### Description of the task:
All entries below must be given again word for word.

### Source information:
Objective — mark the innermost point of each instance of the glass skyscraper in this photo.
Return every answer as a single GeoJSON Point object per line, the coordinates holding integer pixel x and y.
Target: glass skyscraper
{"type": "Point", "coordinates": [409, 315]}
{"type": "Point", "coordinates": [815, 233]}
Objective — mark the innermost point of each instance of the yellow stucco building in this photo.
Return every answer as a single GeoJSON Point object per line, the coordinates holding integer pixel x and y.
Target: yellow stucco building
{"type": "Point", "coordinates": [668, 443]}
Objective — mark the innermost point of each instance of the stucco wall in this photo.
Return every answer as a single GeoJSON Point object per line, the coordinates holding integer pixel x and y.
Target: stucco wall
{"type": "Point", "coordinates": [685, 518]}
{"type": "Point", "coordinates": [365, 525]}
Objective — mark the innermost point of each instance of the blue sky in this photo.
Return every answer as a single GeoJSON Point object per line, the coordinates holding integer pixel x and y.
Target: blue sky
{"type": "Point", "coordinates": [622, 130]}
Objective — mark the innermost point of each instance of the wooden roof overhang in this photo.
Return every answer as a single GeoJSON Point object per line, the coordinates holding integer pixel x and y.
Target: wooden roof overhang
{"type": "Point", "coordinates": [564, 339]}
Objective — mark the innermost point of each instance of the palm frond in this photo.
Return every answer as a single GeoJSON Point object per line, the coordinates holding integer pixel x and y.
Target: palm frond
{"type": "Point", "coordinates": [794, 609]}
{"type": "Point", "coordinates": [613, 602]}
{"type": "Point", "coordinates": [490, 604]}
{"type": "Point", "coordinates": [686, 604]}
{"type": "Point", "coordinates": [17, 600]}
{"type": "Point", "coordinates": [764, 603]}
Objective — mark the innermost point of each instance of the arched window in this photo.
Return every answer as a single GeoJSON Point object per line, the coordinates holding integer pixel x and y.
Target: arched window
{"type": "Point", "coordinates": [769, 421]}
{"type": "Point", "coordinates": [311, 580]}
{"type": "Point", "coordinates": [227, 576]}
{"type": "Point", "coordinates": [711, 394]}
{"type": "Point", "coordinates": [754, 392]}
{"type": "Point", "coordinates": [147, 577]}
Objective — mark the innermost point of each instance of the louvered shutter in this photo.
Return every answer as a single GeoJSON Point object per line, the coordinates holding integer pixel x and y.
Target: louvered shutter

### Written solution:
Objective — mark the innermost point of each instance of the glass skyscraper in this photo.
Return every answer as a single GeoJSON Point object per line, the coordinates holding integer pixel x and y.
Target: glass skyscraper
{"type": "Point", "coordinates": [409, 315]}
{"type": "Point", "coordinates": [815, 233]}
Objective — mark the innermost point of each instance of the yellow stucco building in this photo.
Return every answer as a single GeoJSON Point object per line, the coordinates holding integer pixel x and y.
Target: yellow stucco building
{"type": "Point", "coordinates": [668, 443]}
Objective — mark the innermost point of each instance of the stucco wall in this photo.
Return every answer as a single GeoJSON Point object per line, the coordinates holding integer pixel x and y.
Target: stucco wall
{"type": "Point", "coordinates": [685, 518]}
{"type": "Point", "coordinates": [365, 525]}
Objective — mark the innermost point of each instance of the blue sky in this photo.
Return every answer as a single GeoJSON Point object per line, the coordinates holding integer pixel x and y.
Target: blue sky
{"type": "Point", "coordinates": [622, 130]}
Objective — mark the innermost point of each instance of the wooden roof overhang in this photo.
Return every answer as a single GeoJSON Point object per line, the coordinates holding integer pixel x and y.
Target: wooden roof overhang
{"type": "Point", "coordinates": [564, 339]}
Objective — mark the innermost point of each instance of the palm frond in this photo.
Return every answer as a single GeoJSON Point object per line, the coordinates holding integer pixel x and y.
Target: palm frond
{"type": "Point", "coordinates": [794, 609]}
{"type": "Point", "coordinates": [613, 602]}
{"type": "Point", "coordinates": [490, 604]}
{"type": "Point", "coordinates": [686, 604]}
{"type": "Point", "coordinates": [17, 600]}
{"type": "Point", "coordinates": [764, 603]}
Objective — mark the innermost point of each instance of the arched window in this photo.
Return every answer as a single GeoJSON Point object per line, the coordinates holding integer pixel x and y.
Target: arched window
{"type": "Point", "coordinates": [769, 421]}
{"type": "Point", "coordinates": [311, 580]}
{"type": "Point", "coordinates": [227, 576]}
{"type": "Point", "coordinates": [711, 394]}
{"type": "Point", "coordinates": [754, 392]}
{"type": "Point", "coordinates": [147, 577]}
Objective — mark the innermost point of each instance of the louvered shutter in this photo.
Return every answer as a single GeoJSON Point object per line, the coordinates holding integer pixel x and y.
Target: louvered shutter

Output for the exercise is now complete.